**Excerpts from a detection dataset**
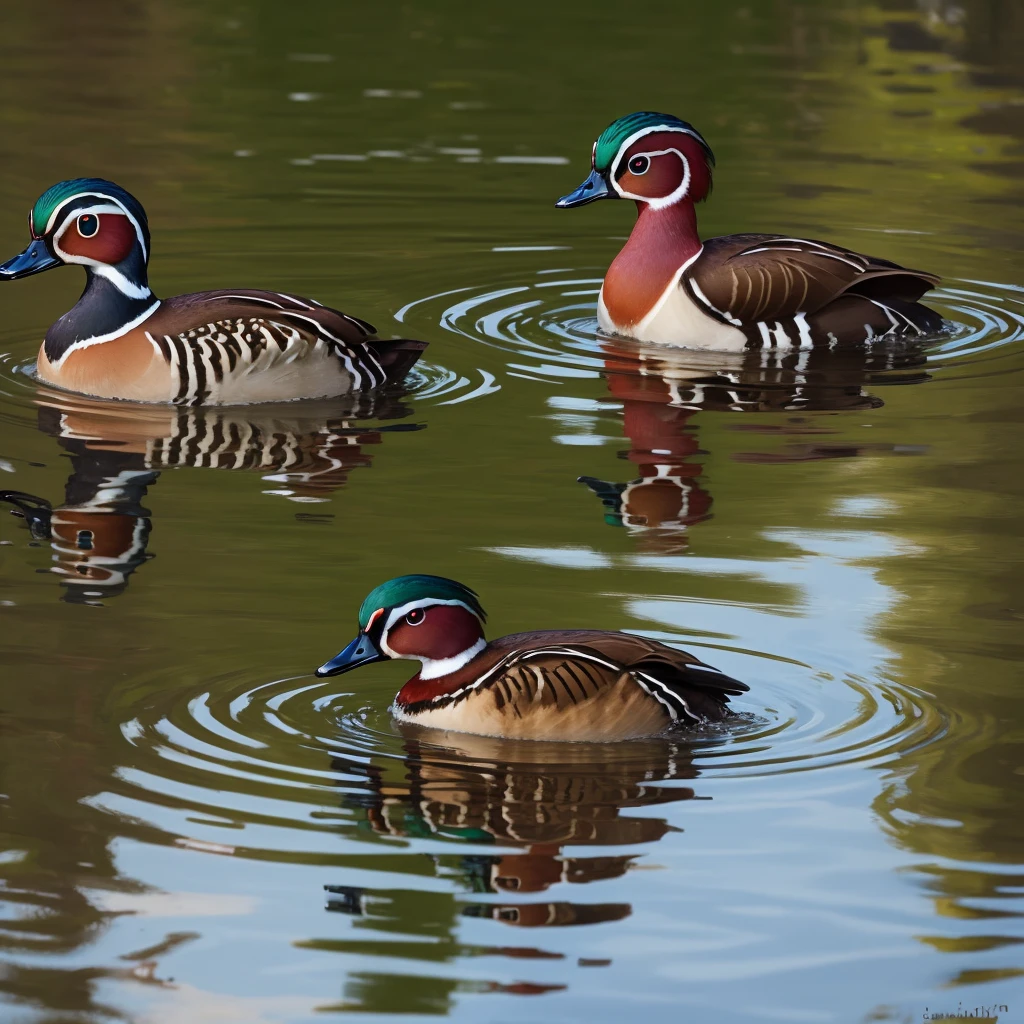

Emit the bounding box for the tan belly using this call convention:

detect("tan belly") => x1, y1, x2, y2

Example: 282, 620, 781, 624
36, 331, 177, 402
36, 330, 352, 406
394, 676, 671, 742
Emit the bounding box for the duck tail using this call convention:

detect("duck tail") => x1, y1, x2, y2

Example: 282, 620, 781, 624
367, 338, 427, 384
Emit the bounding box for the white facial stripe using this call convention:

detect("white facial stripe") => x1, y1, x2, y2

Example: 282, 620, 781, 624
51, 201, 153, 299
42, 193, 150, 260
611, 125, 700, 174
380, 597, 476, 662
420, 637, 487, 679
611, 148, 690, 210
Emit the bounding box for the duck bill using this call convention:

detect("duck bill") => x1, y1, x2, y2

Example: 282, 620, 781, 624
0, 239, 60, 281
555, 170, 618, 210
316, 633, 387, 679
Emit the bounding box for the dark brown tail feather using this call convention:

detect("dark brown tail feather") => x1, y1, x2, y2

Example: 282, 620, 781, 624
367, 338, 427, 384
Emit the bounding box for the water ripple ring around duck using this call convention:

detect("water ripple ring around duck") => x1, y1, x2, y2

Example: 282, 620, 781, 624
108, 652, 954, 858
395, 267, 1024, 386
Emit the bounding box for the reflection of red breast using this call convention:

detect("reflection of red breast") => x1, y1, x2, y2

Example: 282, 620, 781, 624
623, 475, 712, 526
50, 509, 148, 583
492, 846, 562, 893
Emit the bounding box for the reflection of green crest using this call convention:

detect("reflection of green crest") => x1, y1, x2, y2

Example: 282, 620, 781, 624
594, 111, 715, 171
32, 178, 146, 234
359, 575, 487, 630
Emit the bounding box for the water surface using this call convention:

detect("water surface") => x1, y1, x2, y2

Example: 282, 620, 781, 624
0, 0, 1024, 1024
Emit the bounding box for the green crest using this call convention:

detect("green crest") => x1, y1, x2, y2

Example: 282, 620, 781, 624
594, 111, 715, 171
32, 178, 146, 234
359, 575, 487, 630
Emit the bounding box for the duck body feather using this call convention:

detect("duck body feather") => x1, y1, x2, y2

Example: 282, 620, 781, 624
394, 630, 748, 741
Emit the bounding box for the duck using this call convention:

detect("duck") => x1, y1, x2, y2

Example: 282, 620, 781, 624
316, 574, 749, 742
0, 178, 426, 406
555, 111, 944, 351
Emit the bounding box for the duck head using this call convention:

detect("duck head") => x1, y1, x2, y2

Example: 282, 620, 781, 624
555, 111, 715, 210
0, 178, 153, 300
316, 575, 486, 680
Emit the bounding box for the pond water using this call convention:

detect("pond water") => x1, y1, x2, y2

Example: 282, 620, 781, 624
0, 0, 1024, 1024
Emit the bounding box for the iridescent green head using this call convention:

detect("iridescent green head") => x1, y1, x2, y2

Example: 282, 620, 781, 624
29, 178, 150, 243
359, 575, 487, 630
0, 178, 153, 290
316, 575, 486, 679
594, 111, 715, 173
555, 111, 715, 209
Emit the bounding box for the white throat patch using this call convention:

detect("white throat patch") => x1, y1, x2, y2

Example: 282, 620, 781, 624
420, 637, 487, 679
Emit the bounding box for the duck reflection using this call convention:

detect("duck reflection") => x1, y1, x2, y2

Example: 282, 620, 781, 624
0, 391, 419, 603
579, 338, 929, 552
328, 726, 697, 931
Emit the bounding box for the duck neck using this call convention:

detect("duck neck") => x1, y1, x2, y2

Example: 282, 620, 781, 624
601, 199, 700, 328
43, 259, 160, 362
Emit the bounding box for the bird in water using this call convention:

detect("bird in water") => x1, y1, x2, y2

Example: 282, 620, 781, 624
555, 112, 943, 351
0, 178, 426, 406
316, 575, 749, 741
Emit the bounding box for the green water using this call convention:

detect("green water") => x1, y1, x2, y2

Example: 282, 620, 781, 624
0, 0, 1024, 1024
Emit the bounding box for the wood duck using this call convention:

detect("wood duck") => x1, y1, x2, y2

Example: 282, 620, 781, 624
316, 575, 749, 741
0, 178, 426, 406
555, 112, 943, 350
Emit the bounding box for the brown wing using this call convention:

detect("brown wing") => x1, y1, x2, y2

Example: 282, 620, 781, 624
682, 234, 939, 327
475, 630, 748, 721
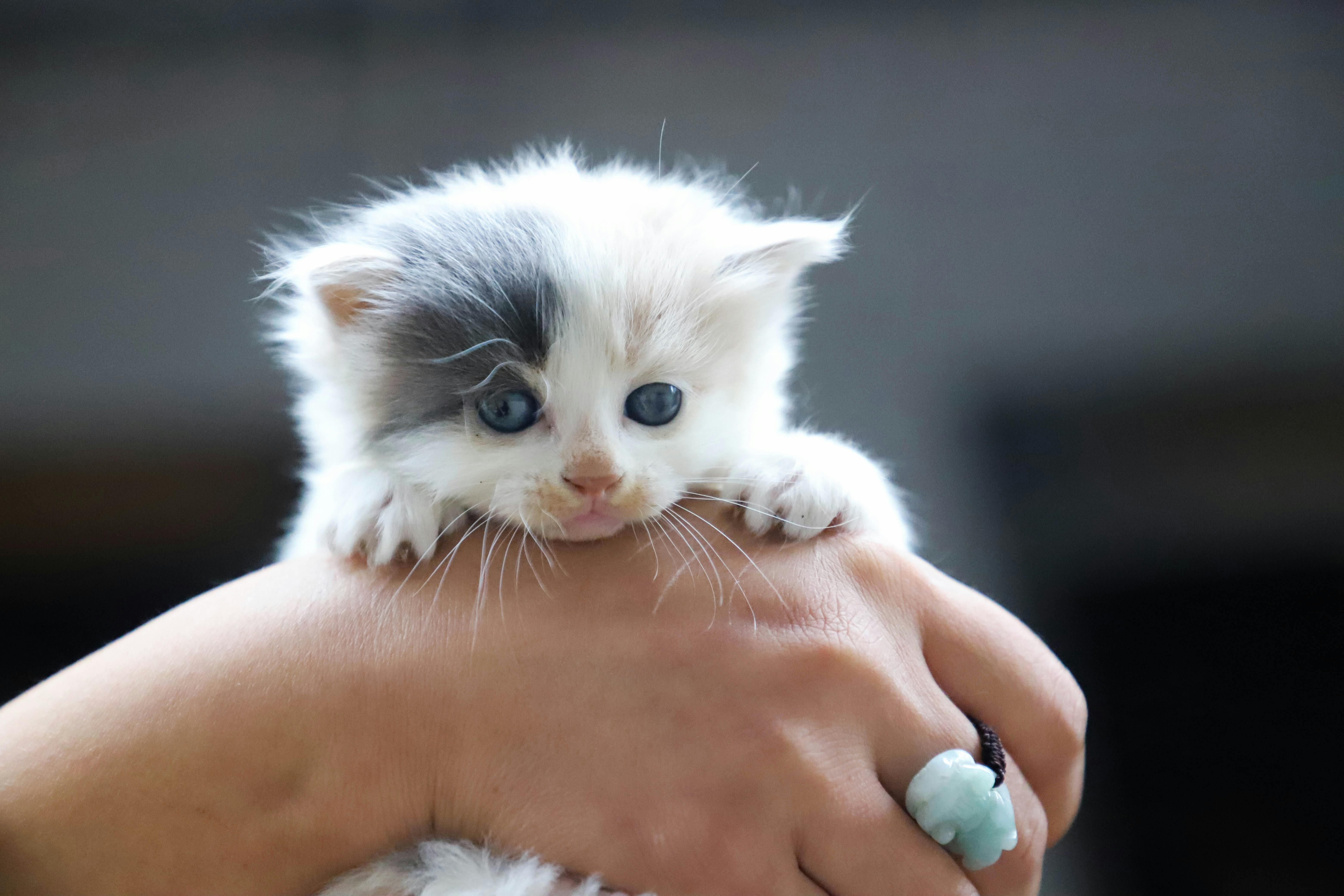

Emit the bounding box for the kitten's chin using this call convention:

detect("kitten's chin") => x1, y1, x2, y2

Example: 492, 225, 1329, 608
562, 513, 626, 541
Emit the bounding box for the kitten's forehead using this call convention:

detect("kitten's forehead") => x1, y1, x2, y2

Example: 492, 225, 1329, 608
363, 208, 565, 430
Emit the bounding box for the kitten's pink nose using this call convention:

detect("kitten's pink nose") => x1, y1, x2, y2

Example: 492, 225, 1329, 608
565, 473, 622, 497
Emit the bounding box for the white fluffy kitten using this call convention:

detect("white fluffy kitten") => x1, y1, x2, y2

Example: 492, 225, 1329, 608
273, 148, 908, 896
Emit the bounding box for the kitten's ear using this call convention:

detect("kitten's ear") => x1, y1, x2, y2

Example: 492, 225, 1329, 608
280, 243, 402, 327
720, 216, 849, 282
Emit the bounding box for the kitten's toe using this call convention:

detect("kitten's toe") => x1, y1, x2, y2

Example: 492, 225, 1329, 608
367, 489, 438, 566
731, 458, 844, 541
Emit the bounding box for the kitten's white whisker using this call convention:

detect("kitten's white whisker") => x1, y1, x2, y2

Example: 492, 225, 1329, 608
664, 506, 724, 603
681, 492, 840, 532
663, 508, 723, 605
681, 506, 785, 618
679, 506, 757, 618
388, 504, 480, 603
728, 163, 761, 192
640, 520, 663, 582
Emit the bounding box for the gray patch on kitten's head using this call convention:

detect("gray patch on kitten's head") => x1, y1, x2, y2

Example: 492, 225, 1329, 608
352, 210, 563, 435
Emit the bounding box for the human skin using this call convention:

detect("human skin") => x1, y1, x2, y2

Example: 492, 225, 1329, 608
0, 506, 1086, 896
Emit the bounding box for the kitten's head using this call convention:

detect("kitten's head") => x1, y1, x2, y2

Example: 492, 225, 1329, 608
274, 149, 845, 540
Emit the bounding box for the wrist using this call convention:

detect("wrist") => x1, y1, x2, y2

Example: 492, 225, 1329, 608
0, 564, 430, 896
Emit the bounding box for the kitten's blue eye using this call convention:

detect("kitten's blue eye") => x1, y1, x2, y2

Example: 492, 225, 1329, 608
476, 391, 542, 432
625, 383, 681, 426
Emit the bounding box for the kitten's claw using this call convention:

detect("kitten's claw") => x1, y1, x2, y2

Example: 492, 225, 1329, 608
724, 455, 849, 541
720, 432, 910, 544
300, 466, 461, 566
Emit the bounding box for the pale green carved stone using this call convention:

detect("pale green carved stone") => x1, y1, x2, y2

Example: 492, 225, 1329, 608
906, 750, 1017, 870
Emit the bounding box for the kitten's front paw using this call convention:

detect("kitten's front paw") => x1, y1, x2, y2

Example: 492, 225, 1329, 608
720, 432, 908, 544
309, 467, 465, 566
723, 454, 851, 541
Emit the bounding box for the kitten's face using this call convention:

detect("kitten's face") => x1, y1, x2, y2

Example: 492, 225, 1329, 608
275, 154, 841, 540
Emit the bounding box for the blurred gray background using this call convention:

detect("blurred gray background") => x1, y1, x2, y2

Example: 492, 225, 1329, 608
0, 0, 1344, 895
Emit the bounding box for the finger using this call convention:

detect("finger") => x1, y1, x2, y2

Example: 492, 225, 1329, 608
798, 779, 976, 896
968, 755, 1047, 896
919, 562, 1087, 844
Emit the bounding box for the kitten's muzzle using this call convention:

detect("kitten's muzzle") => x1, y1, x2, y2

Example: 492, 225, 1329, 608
560, 473, 625, 500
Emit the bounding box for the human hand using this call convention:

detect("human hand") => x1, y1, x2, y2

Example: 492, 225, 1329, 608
0, 505, 1083, 896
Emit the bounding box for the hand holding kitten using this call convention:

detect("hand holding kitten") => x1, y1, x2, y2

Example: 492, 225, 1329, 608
0, 512, 1085, 896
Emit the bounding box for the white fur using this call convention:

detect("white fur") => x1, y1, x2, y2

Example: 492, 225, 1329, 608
265, 149, 910, 896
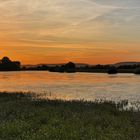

**Directions for this task**
Pull out every line above that contains the string "front". Case counts, so match uppercase and lowercase letters exactly.

**Answer to this exercise**
Emit the bounding box for the kitten's front paw using this call convention:
detect("kitten's front paw") => x1, y1, x2, y2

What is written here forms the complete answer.